(What is expected):
Take the line that has "black and silver" in it and every line after it to the end of the entries, and reproduce them exactly.

* begin *

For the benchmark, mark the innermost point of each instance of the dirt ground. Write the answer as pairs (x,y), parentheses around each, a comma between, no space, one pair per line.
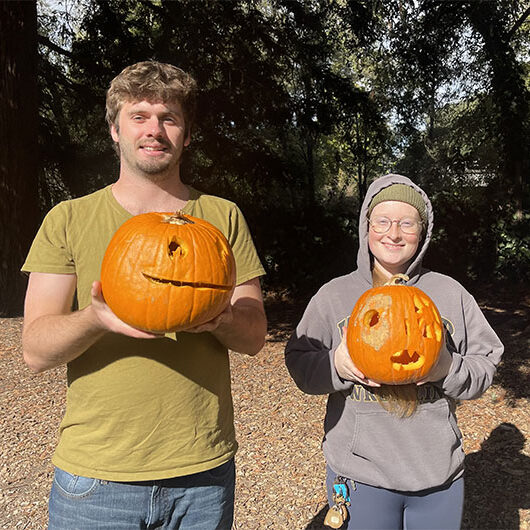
(280,468)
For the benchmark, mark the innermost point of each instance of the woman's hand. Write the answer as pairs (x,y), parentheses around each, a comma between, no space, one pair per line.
(345,367)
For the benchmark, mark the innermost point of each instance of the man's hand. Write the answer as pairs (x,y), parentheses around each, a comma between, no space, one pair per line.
(345,367)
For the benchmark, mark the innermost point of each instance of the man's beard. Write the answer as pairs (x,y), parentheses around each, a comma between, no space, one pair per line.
(154,170)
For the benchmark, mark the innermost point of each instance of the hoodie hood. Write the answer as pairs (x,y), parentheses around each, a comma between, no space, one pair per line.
(364,261)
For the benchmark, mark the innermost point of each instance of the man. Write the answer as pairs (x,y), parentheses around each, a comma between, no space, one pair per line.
(147,440)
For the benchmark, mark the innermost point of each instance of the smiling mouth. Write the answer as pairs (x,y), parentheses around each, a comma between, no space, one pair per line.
(196,285)
(153,148)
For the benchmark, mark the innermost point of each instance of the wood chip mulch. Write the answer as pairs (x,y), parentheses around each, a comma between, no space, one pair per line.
(280,468)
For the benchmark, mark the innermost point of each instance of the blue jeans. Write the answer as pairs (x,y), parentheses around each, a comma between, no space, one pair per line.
(203,501)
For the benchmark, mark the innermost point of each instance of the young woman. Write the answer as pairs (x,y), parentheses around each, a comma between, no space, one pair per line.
(394,454)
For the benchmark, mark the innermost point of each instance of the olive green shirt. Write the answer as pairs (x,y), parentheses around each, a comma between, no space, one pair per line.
(140,409)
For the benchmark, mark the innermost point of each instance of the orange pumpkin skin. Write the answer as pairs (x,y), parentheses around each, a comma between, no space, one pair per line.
(394,334)
(165,272)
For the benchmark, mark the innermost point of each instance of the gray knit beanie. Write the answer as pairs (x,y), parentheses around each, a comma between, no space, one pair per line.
(401,193)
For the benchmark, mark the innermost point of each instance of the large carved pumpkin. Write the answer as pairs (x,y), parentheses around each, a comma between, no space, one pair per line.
(394,334)
(167,272)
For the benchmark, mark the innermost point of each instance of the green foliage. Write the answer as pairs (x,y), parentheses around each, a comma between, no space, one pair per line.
(301,105)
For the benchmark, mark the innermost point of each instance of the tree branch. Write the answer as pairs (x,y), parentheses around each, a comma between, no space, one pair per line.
(519,23)
(45,41)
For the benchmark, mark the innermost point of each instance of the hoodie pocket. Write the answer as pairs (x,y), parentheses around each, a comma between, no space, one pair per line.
(409,454)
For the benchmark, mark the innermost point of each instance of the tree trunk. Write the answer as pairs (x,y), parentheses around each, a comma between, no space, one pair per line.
(19,212)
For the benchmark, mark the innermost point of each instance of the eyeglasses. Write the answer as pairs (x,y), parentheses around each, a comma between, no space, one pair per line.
(381,225)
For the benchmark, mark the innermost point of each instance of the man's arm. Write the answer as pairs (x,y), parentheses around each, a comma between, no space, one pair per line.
(243,325)
(52,334)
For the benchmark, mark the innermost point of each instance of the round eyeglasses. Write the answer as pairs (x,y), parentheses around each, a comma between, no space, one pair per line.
(381,225)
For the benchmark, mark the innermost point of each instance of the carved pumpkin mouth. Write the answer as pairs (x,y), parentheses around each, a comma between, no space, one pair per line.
(196,285)
(403,360)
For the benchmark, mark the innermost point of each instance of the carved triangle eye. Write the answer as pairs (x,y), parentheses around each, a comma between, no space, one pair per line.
(174,248)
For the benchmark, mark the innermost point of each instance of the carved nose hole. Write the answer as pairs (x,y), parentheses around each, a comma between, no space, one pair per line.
(172,248)
(371,318)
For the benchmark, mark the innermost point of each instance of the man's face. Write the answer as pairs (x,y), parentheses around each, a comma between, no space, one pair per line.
(151,138)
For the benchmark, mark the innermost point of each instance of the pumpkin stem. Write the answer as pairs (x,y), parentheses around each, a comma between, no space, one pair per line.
(178,218)
(398,279)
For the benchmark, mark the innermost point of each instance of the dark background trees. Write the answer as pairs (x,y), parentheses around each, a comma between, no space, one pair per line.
(302,104)
(19,213)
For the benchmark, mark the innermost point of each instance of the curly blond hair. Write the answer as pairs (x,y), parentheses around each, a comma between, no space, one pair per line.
(152,81)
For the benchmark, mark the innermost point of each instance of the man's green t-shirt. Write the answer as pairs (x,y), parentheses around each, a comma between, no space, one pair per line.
(140,409)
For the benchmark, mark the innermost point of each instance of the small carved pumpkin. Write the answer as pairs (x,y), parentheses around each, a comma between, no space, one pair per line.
(167,272)
(394,334)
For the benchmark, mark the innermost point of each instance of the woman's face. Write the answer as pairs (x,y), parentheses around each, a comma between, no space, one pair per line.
(394,250)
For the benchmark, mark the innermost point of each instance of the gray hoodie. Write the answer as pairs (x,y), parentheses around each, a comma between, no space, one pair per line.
(362,440)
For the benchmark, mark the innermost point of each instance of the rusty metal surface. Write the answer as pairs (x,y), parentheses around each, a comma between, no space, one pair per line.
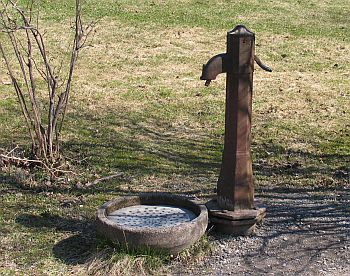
(235,184)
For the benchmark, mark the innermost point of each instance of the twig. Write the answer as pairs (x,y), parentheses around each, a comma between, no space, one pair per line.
(103,179)
(24,160)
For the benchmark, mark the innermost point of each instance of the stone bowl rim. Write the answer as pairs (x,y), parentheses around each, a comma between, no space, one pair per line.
(198,209)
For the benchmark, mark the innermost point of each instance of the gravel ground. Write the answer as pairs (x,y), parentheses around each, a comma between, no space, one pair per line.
(305,232)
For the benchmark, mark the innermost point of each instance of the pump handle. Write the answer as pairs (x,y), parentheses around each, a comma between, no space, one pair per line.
(262,65)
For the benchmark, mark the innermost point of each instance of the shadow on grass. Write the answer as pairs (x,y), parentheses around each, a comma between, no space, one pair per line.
(304,227)
(76,249)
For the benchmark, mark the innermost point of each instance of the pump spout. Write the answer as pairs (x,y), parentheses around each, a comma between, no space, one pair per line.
(215,66)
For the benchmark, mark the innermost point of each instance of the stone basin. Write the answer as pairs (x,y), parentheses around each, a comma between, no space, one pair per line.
(160,221)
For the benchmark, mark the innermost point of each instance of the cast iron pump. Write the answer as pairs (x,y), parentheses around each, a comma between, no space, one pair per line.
(234,211)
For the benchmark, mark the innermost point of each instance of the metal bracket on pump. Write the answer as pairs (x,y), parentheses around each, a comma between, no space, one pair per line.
(234,210)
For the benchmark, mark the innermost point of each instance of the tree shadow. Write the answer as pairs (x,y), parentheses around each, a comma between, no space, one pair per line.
(76,249)
(302,225)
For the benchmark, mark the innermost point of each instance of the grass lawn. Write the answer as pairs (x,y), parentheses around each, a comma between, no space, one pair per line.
(138,107)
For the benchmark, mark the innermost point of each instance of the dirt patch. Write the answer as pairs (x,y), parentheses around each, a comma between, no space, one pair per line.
(306,232)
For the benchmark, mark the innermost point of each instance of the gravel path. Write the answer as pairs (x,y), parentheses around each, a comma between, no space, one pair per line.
(306,232)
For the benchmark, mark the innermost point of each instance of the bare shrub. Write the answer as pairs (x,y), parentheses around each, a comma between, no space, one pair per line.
(34,74)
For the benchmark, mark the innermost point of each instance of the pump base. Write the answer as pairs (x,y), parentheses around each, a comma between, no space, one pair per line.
(238,223)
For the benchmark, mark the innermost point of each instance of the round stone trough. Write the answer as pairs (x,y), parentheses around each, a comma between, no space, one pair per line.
(160,221)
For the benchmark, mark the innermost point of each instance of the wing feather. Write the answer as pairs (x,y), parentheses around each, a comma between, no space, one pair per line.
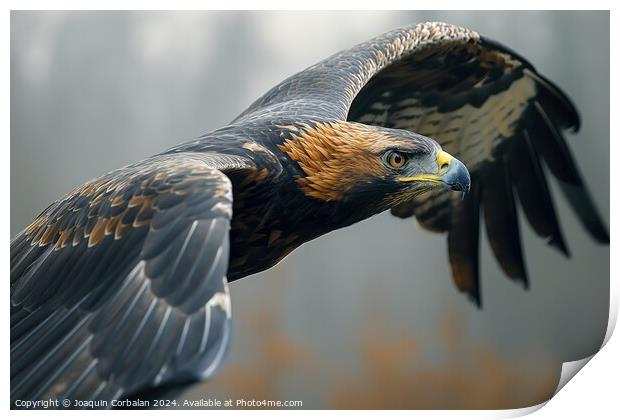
(140,266)
(477,98)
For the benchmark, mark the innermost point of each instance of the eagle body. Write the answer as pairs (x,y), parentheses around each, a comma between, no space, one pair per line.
(121,286)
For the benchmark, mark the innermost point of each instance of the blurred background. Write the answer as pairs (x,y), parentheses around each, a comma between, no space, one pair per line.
(364,317)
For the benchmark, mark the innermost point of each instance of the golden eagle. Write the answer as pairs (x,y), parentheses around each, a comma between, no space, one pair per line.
(121,285)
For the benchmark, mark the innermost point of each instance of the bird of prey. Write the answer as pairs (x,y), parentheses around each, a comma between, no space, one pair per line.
(121,286)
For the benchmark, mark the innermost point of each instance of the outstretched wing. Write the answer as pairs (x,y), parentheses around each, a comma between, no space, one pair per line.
(121,285)
(485,105)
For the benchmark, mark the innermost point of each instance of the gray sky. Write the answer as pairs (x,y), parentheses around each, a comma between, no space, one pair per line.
(94,91)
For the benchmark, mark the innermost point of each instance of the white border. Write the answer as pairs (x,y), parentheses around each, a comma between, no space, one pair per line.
(593,394)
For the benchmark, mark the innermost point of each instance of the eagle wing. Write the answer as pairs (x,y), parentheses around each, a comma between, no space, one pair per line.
(121,285)
(484,104)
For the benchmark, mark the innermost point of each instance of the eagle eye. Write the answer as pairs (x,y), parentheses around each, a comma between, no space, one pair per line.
(396,159)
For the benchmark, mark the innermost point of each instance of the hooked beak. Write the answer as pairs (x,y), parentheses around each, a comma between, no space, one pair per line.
(452,173)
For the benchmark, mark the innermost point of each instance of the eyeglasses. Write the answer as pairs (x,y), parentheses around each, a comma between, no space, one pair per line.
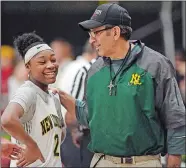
(94,33)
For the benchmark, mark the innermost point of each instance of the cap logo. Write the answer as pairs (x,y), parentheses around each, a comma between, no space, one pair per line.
(97,12)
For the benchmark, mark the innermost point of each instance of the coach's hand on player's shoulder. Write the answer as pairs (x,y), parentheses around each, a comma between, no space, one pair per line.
(29,155)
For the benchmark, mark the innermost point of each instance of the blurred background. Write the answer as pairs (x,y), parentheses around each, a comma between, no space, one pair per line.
(160,25)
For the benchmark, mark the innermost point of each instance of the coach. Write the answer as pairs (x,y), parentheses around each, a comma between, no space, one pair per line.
(132,105)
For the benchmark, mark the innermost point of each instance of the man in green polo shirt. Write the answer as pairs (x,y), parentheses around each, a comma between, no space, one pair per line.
(132,104)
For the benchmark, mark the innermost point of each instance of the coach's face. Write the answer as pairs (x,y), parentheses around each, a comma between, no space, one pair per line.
(103,39)
(43,67)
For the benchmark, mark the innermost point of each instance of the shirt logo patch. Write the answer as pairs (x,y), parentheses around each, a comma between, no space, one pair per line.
(135,79)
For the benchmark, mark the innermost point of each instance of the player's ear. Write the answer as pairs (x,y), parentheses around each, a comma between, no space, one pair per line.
(28,68)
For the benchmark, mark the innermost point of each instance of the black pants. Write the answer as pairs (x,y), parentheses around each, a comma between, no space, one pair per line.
(71,156)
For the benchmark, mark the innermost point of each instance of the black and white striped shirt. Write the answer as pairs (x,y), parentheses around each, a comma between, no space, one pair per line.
(78,86)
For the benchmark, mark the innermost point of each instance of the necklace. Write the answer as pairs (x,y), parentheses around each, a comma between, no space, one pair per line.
(112,85)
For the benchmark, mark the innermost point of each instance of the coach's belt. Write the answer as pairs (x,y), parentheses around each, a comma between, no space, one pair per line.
(129,160)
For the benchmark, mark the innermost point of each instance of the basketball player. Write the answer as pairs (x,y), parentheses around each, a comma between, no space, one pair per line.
(33,116)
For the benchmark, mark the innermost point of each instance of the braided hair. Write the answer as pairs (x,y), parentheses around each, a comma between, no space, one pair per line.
(26,41)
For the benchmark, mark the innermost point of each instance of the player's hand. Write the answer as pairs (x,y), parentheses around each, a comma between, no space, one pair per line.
(174,161)
(10,150)
(29,155)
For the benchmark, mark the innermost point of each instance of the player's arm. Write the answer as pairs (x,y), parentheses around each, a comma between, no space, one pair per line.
(19,109)
(10,121)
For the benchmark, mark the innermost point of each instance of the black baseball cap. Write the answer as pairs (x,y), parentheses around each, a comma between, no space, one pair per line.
(110,13)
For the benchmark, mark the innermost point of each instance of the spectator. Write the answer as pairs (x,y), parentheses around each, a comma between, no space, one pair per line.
(180,71)
(7,60)
(75,78)
(64,55)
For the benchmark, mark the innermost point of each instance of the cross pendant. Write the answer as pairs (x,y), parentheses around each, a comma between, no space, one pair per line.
(110,86)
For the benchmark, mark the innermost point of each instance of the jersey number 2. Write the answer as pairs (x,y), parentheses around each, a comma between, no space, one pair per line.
(56,141)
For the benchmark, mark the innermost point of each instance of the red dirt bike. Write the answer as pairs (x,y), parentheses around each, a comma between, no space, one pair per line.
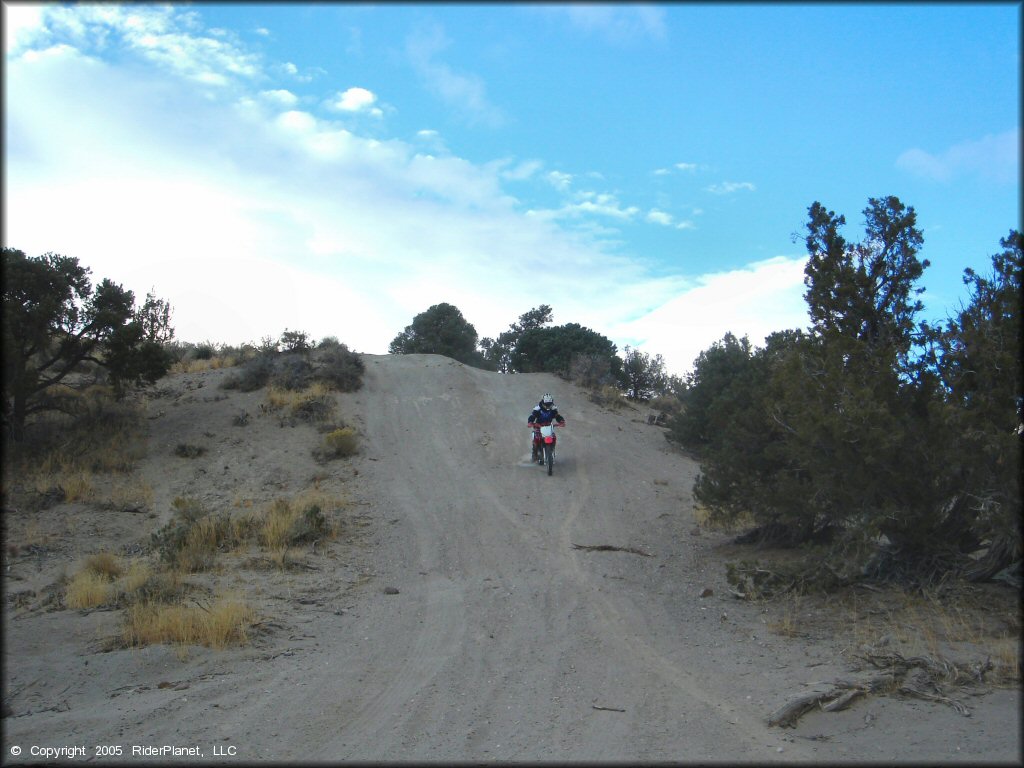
(544,443)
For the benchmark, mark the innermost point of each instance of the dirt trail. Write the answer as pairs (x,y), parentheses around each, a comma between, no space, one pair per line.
(475,624)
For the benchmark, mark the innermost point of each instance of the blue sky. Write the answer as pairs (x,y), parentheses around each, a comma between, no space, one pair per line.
(643,169)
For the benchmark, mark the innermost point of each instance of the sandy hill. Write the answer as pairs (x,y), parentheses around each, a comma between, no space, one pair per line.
(471,608)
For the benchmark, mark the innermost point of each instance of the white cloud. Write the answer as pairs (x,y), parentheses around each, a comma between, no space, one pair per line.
(559,180)
(655,216)
(756,301)
(254,215)
(992,158)
(23,26)
(619,24)
(727,187)
(355,99)
(592,204)
(281,97)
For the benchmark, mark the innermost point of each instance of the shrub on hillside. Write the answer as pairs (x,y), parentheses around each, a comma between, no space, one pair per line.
(291,371)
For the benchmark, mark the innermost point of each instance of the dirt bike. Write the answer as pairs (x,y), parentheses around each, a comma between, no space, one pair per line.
(544,443)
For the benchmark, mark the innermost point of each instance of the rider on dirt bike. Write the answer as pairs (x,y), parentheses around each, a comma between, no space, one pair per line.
(544,413)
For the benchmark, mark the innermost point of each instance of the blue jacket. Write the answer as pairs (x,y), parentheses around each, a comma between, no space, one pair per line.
(542,415)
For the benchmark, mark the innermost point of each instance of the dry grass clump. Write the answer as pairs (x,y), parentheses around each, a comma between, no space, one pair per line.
(311,403)
(223,623)
(87,590)
(199,366)
(193,539)
(338,443)
(104,580)
(708,520)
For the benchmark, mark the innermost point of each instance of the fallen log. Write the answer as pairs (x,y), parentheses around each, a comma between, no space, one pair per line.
(921,677)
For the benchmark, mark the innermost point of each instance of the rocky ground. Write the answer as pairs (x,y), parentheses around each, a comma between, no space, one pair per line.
(472,607)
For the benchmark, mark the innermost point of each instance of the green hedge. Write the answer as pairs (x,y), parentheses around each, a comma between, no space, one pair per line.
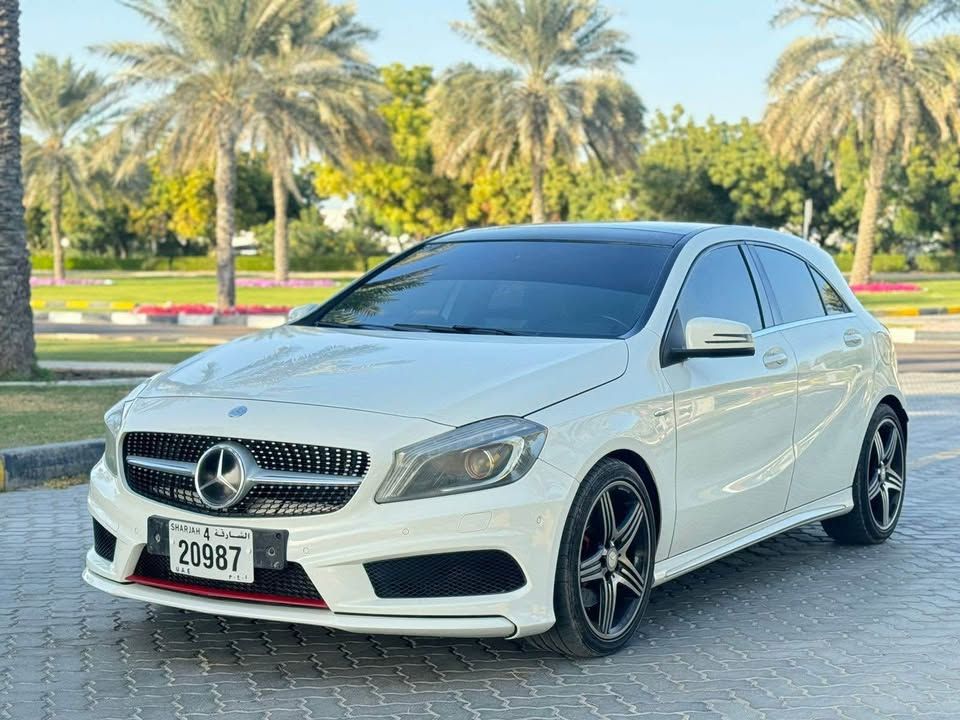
(245,263)
(882,262)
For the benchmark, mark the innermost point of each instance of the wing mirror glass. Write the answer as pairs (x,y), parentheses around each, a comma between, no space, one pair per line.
(300,312)
(714,337)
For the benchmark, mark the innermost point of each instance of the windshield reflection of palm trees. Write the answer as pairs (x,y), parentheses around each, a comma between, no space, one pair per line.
(369,300)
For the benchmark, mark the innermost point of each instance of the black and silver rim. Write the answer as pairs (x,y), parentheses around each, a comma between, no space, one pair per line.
(886,472)
(615,560)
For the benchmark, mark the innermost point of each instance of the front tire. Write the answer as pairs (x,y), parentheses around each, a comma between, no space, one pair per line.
(605,568)
(878,486)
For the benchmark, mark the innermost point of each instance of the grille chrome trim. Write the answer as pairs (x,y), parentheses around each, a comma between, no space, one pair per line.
(286,479)
(257,474)
(280,477)
(174,467)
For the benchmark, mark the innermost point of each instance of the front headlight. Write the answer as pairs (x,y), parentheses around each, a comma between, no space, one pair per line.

* end *

(Expected output):
For the benchmark, mark the innermost point of each instance of the black and silver rim. Write the answer as pairs (x,y), parentheses around each, a comma between, no space, one pair per line.
(886,472)
(615,560)
For the benchmark, mark the innermost point of each instance of the front tire. Write the answer as pairs (x,y), parentheses around each, a comma between, no space, one pair per line.
(605,568)
(878,486)
For the benchmark, mark the innermost point of each instance of the grille chrome trim. Write the answer as pairs (x,y), parentheses around each, a comma between, no space, one pair per line.
(286,479)
(257,474)
(280,477)
(174,467)
For the benchmark, mark the innermost point of each instance of the front headlight. Write the answer as pairs (x,y), parentheses around each, a comma between, no space, one pair per line.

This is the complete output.